_DIRECTION_
In the resistor passage, what three color bands mark a 1200 Ω resistor?

If you want an exact resistance value when using cheap resistors you need to measure, with your multimeter, the actual resistances of a lot of them of a given preferred value and select the one nearest to what you want. That won’t be necessary with LEDs as the variation from the preferred E12 value shouldn’t cause a problem. If you ever must have a very exact value you can combine resistors in series and parallel to achieve it.
Suppose We Want a 1200 Ω Resistor
From the table the first two colour bands would be Brown (1) then Red (2) giving 12. Of course it needs to be 100 times that value so we need to use the multiplier 100. The colour for that is Red. Thus we choose the best value from resistors with Brown Red Red bands. Ignore any other rings. Read the wrong way this gives 220Ω but there will probably be a Silver or Gold tolerance band after the second red.

_INFORMATION SUPPLIED_

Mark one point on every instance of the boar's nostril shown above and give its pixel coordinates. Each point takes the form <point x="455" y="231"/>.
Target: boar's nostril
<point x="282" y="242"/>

_CORRECT OUTPUT_
Brown, Red, Red.